◆ **Aim**:
Collect every line in the items below that contains the string "trace", and copy each one out in full.

◆ **Listed entries**:

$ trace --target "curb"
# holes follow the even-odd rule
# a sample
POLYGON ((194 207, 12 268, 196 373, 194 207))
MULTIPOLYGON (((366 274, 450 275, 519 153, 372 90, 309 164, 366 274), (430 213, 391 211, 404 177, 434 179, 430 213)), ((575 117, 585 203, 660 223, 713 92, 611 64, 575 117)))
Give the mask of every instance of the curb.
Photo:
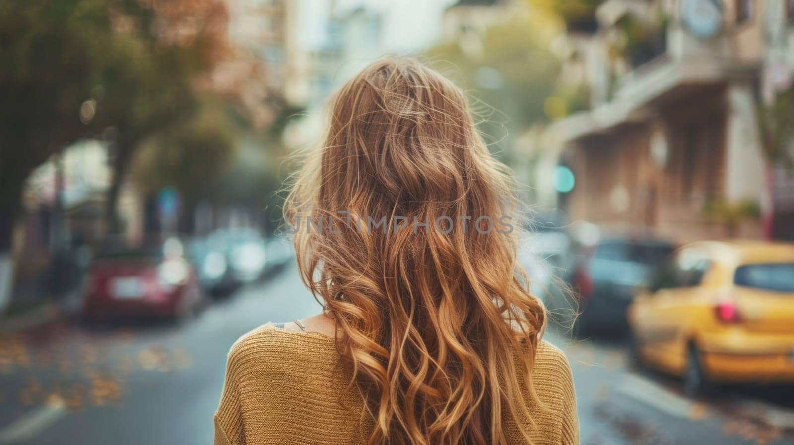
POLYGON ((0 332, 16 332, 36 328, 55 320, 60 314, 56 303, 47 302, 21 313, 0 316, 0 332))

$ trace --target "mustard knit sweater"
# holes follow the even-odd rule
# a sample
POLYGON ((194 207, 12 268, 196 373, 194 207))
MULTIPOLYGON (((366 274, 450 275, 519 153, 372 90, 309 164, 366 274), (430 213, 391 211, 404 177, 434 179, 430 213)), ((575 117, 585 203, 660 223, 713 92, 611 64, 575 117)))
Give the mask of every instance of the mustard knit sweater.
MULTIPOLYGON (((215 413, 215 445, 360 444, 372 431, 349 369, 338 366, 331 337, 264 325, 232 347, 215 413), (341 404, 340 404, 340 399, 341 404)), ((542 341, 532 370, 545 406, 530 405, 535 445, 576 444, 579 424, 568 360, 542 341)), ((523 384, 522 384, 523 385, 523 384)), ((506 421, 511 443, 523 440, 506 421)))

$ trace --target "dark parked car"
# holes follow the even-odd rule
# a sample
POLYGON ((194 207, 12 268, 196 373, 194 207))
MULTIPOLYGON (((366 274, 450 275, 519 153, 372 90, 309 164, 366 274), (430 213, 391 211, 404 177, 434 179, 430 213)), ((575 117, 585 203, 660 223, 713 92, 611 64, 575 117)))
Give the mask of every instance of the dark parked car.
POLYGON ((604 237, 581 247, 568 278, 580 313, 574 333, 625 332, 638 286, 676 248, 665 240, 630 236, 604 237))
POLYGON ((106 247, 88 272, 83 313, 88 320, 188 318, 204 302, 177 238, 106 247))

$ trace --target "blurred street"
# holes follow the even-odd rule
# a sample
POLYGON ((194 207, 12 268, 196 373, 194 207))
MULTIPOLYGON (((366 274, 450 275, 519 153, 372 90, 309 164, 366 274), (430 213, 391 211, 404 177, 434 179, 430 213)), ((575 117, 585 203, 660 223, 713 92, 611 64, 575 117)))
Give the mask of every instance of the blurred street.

...

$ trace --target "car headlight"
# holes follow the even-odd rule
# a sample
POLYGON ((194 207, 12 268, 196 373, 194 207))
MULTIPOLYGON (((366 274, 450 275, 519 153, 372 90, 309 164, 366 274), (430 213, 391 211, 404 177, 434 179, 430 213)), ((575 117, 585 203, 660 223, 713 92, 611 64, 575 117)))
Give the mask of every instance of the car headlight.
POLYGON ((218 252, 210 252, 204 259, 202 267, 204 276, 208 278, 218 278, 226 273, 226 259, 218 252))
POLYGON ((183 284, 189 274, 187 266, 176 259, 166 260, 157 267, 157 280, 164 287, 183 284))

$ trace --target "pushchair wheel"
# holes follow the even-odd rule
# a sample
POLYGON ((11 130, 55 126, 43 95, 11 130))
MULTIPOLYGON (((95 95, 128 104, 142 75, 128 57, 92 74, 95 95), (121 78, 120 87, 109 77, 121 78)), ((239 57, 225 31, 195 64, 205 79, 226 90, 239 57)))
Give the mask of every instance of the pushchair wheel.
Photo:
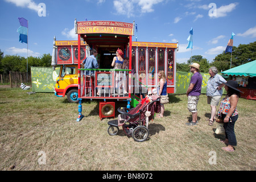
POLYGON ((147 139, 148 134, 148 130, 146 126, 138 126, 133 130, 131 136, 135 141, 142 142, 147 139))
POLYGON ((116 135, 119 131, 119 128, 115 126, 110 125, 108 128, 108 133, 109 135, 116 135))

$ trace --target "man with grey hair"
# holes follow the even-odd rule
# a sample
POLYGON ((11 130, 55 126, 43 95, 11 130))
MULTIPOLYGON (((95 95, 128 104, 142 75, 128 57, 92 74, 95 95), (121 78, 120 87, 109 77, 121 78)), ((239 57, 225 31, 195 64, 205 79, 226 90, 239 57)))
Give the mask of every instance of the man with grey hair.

◆ **The reply**:
$ trace --target "curb"
$ trace --target "mustard knit sweater"
$ trace --target "dark parked car"
$ trace --target "blurred street"
$ trace --target "car headlight"
$ trace --target "pushchair wheel"
$ trace --target "man with grey hair"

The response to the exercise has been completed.